Monday, Mar. 14, 1988
Middle East Let the Chess Game Begin
By Michael S. Serrill
Despite his reputation as a plodding and phlegmatic diplomat, Secretary of State George Shultz does not lack for energy. His wanderings over the past two weeks in search of a Middle East peace have taken him to Jerusalem, Amman, Damascus, Cairo and London, where Jordan's King Hussein met with him between bouts of dental surgery. After two days of NATO summitry in Brussels, the Shultz shuttle, with Ronald Reagan's blessing, rumbled back to London before heading to the Middle East again. Said an elated senior diplomat aboard Shultz's plane: "It's the only game in town."
The game, however, is as complex as a grand-master chess tournament, and by the end of the trip Shultz had made his boldest move yet: offering the players the first U.S.-sponsored peace plan since 1982. He presented a proposal that calls for final talks, to begin by year's end, on a permanent solution to the Palestinian question. While many predicted Shultz's scheme would quickly be checkmated, the Secretary said, "There is a readiness to work to change things that should be taken advantage of by everybody. The moment can be lost."
Shultz's blueprint has three parts: an international "event" in April to inaugurate the peace process; talks between Israel and a Jordanian-Palestinian delegation beginning in May to arrange for elections and a degree of self-rule in the occupied West Bank and Gaza Strip; negotiations starting in December for final disposition of all occupied territories, including the Golan Heights and East Jerusalem, which Israel has annexed. Shultz, who presented the plan to Israel, Jordan, Egypt and Syria, wants at least a positive sign of interest from all four countries by next week, when Prime Minister Yitzhak Shamir is scheduled to visit Washington.
A unanimous "yes," however, is highly unlikely. In more than nine hours of talks with Shultz, Shamir stubbornly stuck to his position that he will never exchange territory for peace. But with some reluctance the Prime Minister did agree to an international conference, provided that it is purely ceremonial, a condition the Arabs may find difficult to accept. The Arabs, in the meantime, were creating their own complications. The angry Palestinians who have led the uprising in the occupied territories have not only heeded the Palestine Liberation Organization and refused to meet with Shultz, but also now balk at being made part of a joint Jordanian-Palestinian delegation, a formula that dates back to 1985.
Meanwhile, blood continued to be spilled in the West Bank and Gaza Strip, where at least six more Palestinian deaths were reported. Though the violence is three months old, Israeli TV viewers were shocked last week when the state- owned station ran footage of four soldiers savagely beating two bound Palestinians. The segment, filmed by a CBS crew and shown on U.S. television two weeks ago, was heavily edited, but the clips were still more graphic than Israelis are accustomed to seeing.
Faced with the flood of negative publicity, the Cabinet was seriously considering a simplistic solution last week: ban the press from the occupied territories. In fact, when violence erupted after the noontime Muslim prayers Friday, authorities did close parts of the West Bank to reporters.

DATASET:
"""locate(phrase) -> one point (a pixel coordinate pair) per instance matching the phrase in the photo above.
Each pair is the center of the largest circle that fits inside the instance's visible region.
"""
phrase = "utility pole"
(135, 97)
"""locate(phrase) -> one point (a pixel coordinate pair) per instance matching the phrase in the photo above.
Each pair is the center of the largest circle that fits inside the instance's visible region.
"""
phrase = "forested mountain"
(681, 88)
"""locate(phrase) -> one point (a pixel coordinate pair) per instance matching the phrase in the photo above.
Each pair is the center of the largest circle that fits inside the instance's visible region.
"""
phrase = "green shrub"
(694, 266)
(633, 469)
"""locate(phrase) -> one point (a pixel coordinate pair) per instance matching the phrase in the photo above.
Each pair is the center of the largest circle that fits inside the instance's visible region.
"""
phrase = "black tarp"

REQUIRED WORK:
[1] Condense the paragraph of the article on Shultz's Middle East peace plan that begins "Shultz's blueprint has three parts" into a short list, keeping its main facts.
[2] From the article on Shultz's Middle East peace plan, return the stretch from "Meanwhile, blood continued" through "Bank to reporters.", copied word for word.

SOLUTION LIST:
[1]
- April: an international "event" to start the peace process.
- May: talks between Israel and a Jordanian-Palestinian delegation to arrange elections and some self-rule in the occupied West Bank and Gaza Strip.
- December: negotiations on the final disposition of all occupied territories, including the Golan Heights and East Jerusalem, which Israel has annexed.
- Shultz presented the plan to Israel, Jordan, Egypt and Syria. He wants at least a positive sign of interest from all four by next week, when Prime Minister Yitzhak Shamir is due in Washington.

[2]
Meanwhile, blood continued to be spilled in the West Bank and Gaza Strip, where at least six more Palestinian deaths were reported. Though the violence is three months old, Israeli TV viewers were shocked last week when the state- owned station ran footage of four soldiers savagely beating two bound Palestinians. The segment, filmed by a CBS crew and shown on U.S. television two weeks ago, was heavily edited, but the clips were still more graphic than Israelis are accustomed to seeing.
Faced with the flood of negative publicity, the Cabinet was seriously considering a simplistic solution last week: ban the press from the occupied territories. In fact, when violence erupted after the noontime Muslim prayers Friday, authorities did close parts of the West Bank to reporters.